▸ WHAT THE TASK REQUIRES
Can you reproduce the listing below with "Locate" substituted for every "Detect" and everything else left unchanged?

▸ GIVEN ENTRIES
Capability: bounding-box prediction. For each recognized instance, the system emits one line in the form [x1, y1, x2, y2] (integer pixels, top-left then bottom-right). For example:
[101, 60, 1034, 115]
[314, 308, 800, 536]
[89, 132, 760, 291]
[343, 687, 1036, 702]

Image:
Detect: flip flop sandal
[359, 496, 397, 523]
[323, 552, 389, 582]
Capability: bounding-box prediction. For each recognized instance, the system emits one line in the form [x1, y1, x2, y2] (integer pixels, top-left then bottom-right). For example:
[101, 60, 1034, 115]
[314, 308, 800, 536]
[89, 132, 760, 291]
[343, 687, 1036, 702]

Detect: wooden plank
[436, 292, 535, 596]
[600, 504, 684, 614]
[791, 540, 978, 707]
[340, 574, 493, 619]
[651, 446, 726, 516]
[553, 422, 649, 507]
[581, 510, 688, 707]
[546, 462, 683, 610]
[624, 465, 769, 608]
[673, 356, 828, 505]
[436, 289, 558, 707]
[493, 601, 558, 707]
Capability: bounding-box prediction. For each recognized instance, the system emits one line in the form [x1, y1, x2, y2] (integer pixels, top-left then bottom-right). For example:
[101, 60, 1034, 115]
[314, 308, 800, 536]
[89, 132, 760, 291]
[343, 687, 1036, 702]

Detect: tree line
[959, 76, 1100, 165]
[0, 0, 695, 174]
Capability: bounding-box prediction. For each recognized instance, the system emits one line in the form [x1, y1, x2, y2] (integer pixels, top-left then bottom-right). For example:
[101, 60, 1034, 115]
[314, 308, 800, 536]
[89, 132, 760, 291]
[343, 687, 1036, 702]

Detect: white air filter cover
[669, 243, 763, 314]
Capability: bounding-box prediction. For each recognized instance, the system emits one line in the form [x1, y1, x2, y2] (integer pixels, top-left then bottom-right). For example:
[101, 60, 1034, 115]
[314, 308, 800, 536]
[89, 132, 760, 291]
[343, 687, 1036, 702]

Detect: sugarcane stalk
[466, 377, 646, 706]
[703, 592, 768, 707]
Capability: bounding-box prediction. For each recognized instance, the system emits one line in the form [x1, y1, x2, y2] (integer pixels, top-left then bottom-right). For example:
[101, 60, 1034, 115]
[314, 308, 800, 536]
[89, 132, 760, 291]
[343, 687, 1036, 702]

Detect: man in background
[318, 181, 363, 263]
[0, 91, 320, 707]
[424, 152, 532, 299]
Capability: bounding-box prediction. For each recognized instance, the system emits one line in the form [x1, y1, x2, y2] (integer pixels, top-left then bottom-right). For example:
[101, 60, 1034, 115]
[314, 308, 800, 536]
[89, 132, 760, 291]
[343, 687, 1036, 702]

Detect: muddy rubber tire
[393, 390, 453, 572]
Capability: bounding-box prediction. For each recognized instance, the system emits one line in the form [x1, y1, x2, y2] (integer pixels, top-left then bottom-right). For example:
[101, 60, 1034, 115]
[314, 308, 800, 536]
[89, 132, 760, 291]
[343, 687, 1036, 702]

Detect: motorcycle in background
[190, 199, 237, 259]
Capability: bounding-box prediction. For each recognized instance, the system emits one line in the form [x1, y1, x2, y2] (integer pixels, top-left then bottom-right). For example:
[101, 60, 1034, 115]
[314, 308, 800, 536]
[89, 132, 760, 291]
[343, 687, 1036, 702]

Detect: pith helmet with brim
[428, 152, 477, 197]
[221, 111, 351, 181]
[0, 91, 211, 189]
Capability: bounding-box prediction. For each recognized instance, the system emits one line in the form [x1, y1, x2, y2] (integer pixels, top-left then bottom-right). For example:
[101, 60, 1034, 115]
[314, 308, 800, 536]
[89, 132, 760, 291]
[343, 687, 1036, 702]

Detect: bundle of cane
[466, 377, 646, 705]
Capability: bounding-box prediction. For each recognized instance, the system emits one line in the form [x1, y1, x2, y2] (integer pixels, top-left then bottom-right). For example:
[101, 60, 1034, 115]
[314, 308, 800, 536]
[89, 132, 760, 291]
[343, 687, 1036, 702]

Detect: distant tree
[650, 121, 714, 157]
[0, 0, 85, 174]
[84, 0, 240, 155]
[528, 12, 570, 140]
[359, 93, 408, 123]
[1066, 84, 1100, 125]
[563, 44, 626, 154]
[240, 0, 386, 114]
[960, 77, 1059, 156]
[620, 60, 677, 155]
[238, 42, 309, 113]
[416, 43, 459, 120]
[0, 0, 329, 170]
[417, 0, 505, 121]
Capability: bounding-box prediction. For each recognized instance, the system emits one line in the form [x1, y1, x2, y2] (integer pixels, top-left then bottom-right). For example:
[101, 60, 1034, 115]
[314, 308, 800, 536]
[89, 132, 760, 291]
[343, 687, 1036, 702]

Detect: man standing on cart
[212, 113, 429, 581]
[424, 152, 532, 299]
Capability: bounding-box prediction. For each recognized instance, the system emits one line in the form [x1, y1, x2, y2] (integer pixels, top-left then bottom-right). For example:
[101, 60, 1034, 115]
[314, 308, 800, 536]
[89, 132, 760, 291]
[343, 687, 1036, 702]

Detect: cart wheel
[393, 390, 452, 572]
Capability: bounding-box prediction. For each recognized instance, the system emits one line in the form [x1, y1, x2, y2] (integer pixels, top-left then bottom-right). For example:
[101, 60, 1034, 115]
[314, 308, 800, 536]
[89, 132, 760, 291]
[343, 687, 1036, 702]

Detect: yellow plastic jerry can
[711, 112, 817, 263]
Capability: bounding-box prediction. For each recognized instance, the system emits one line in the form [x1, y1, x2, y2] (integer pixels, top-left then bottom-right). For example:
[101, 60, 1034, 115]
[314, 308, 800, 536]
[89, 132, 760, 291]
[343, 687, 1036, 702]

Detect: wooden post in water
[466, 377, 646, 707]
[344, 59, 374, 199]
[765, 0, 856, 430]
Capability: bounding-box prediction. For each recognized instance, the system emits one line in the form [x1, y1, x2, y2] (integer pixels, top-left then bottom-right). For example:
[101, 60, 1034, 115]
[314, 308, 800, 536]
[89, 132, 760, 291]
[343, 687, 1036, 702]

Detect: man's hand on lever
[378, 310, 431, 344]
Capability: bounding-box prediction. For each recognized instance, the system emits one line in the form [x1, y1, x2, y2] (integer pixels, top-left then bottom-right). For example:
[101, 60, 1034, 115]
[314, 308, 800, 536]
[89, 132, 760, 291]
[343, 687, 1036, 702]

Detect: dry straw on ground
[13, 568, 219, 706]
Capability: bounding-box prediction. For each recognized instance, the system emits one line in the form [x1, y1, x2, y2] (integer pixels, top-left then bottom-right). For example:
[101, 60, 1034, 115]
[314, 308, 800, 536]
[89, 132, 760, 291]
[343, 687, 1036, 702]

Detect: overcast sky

▸ SOLUTION TO THIS TASK
Capability: bounding-box prediction. For each recognized instance, the system emits one line in the form [x1, y1, x2, y2] (integer pixels, top-left then bottom-right). For example:
[101, 60, 1034, 115]
[314, 308, 800, 536]
[89, 132, 760, 291]
[343, 687, 1036, 702]

Image:
Locate: flip flop sandal
[359, 496, 397, 523]
[323, 552, 389, 582]
Capability: bounding-box prediction. For each recognized instance, the system emits one line in the form [x1, y1, x2, y2] (integer pixels, top-left then bottom-right). For example:
[101, 60, 1034, 115]
[314, 308, 800, 536]
[89, 132, 760, 291]
[343, 687, 1036, 702]

Locate: wooden plank
[436, 292, 535, 596]
[600, 504, 684, 614]
[791, 540, 978, 707]
[340, 574, 493, 619]
[651, 446, 726, 516]
[553, 422, 649, 507]
[581, 510, 688, 707]
[546, 462, 683, 610]
[624, 465, 769, 608]
[673, 356, 828, 505]
[436, 289, 558, 707]
[493, 601, 558, 707]
Capability: bounding-box prediction. For each recognized instance, the system emits one line in the form [x1, y1, x2, y2] (integer pixels, top-left then bottom-right). For example:
[101, 60, 1034, 115]
[314, 308, 800, 536]
[89, 132, 760, 291]
[343, 687, 1036, 702]

Locate: tree line
[959, 76, 1100, 165]
[0, 0, 695, 174]
Capability: bounding-box prediction. For each recognized instance, the system emits one line in the form [x1, y1, x2, y2] (integer pixels, top-left then bottom-right). For example:
[101, 60, 1034, 115]
[314, 308, 800, 536]
[89, 132, 760, 291]
[343, 687, 1036, 702]

Locate: white air filter cover
[669, 243, 763, 314]
Capability: bounding-box prediction. For each recognized instance, the system emits one line in the form [x1, y1, x2, y2] (integer pixels, top-left then bottom-right). For example:
[101, 60, 1034, 115]
[314, 308, 800, 536]
[89, 132, 760, 291]
[343, 687, 1036, 702]

Locate: sugarcane stalk
[466, 377, 646, 706]
[703, 592, 768, 707]
Capability: bounding-box prediction. For each recognized instance, the system emits one line in the form [x1, y1, x2, y2] (integer pixels, top-left then bottom-right). For example:
[101, 60, 1034, 115]
[314, 308, 800, 536]
[89, 132, 760, 291]
[343, 687, 1036, 702]

Locate: man in background
[318, 181, 363, 263]
[0, 91, 320, 707]
[424, 152, 532, 299]
Capability: bounding-box prediction. For each recognized instance, the system emits one line in the form [x1, y1, x2, y2] (integer pixels, top-left then bottom-right). For example:
[101, 60, 1034, 115]
[314, 308, 800, 536]
[89, 132, 760, 291]
[343, 687, 1036, 702]

Locate: muddy rubber tire
[393, 390, 453, 572]
Capability: bounding-box prediction. For each recognized instance, the system emits one line in the form [x1, y1, x2, y2] (integer pixels, top-left then bottom-right). For example:
[101, 60, 1034, 115]
[314, 308, 800, 536]
[89, 132, 760, 291]
[343, 687, 1036, 702]

Locate: motorcycle in background
[190, 199, 237, 259]
Capability: bounding-box prediction. For each recognized instance, the system emits one line in the form [x1, y1, x2, y2] (integer pixels, top-left then bottom-right). For example:
[101, 60, 1034, 115]
[314, 308, 800, 536]
[89, 132, 760, 291]
[343, 687, 1036, 702]

Locate: pith helmet with brim
[428, 152, 477, 197]
[221, 111, 351, 181]
[0, 91, 211, 189]
Capability: bounding-box prediction. For each recognized instance, the system emits one line in the form [x1, y1, x2, y2] (integer pixels, top-left then bottom-right). For example:
[101, 60, 1034, 115]
[314, 308, 800, 536]
[89, 132, 760, 291]
[343, 687, 1036, 702]

Locate: bundle of cane
[466, 377, 646, 705]
Capability: bounding-box prediction. For each recognized instance, the system emits one line in the form [x1, y1, x2, y2] (integer pixels, top-left then bottom-right). For example:
[101, 60, 1034, 115]
[314, 308, 800, 536]
[89, 132, 760, 291]
[343, 687, 1036, 702]

Locate: distant tree
[650, 121, 714, 157]
[0, 0, 85, 174]
[84, 0, 240, 155]
[528, 12, 570, 140]
[359, 93, 408, 123]
[1066, 84, 1100, 125]
[563, 44, 626, 154]
[240, 0, 386, 114]
[960, 77, 1059, 156]
[620, 60, 677, 155]
[238, 42, 309, 113]
[416, 43, 459, 120]
[0, 0, 329, 170]
[417, 0, 505, 121]
Capability: bounding-box prediction. For each recognized instance, the system emits one line in the form [x1, y1, x2, y2] (integer pixels, top-left then bottom-right). For example:
[101, 60, 1034, 115]
[314, 308, 800, 536]
[89, 132, 760, 291]
[343, 687, 1036, 702]

Locate: man standing on cart
[212, 113, 429, 581]
[424, 152, 532, 299]
Capability: bounding-box prediction. For each recognized instance, the system emits one line in the form [x1, y1, x2, y2] (integer pixels, top-left then bottom-right). For example:
[101, 60, 1034, 115]
[314, 308, 800, 536]
[89, 132, 760, 291]
[343, 687, 1036, 702]

Locate: cart wheel
[393, 390, 452, 572]
Capability: bounding-box prediction. For each recognized instance, the system emits one line in the form [x1, y1, x2, y2] (integer pixels, top-left then bottom-right). For example:
[101, 60, 1034, 115]
[314, 308, 800, 536]
[89, 132, 760, 291]
[343, 687, 1036, 702]

Locate: yellow plastic jerry can
[711, 112, 817, 263]
Capability: bounding-box prediction. For each recognized instance, the system emits one line in the form [x1, y1, x2, y2] (integer pixels, top-left then bottom-right). For example:
[101, 60, 1034, 115]
[314, 308, 800, 536]
[89, 132, 760, 291]
[343, 687, 1036, 702]

Locate: wooden post in water
[466, 377, 646, 707]
[344, 59, 374, 199]
[765, 0, 856, 430]
Capability: bounding-box prediction. For each recognized instance, the system emits one line in the form [x1, y1, x2, y2] (integer pixels, top-left then bottom-right). For example:
[101, 60, 1034, 115]
[314, 308, 800, 536]
[89, 132, 760, 291]
[343, 687, 1036, 702]

Locate: man's hand on lever
[378, 310, 431, 344]
Capability: bounding-box prediction. For each recognized instance, the system emits one line in the form [x1, y1, x2, y2] (integer pixels, top-left then bottom-right). For example:
[101, 60, 1034, 115]
[314, 308, 800, 536]
[89, 132, 760, 291]
[343, 687, 1036, 702]

Locate: dry straw on ground
[13, 568, 219, 706]
Capability: bounding-box prediction. For each recognized instance, the system emits one line in the form [x1, y1, x2, y2] (integer pixels, top-left then bottom-right). For example:
[101, 60, 1034, 115]
[314, 308, 800, 536]
[89, 132, 760, 291]
[343, 687, 1036, 702]

Locate: overcast sky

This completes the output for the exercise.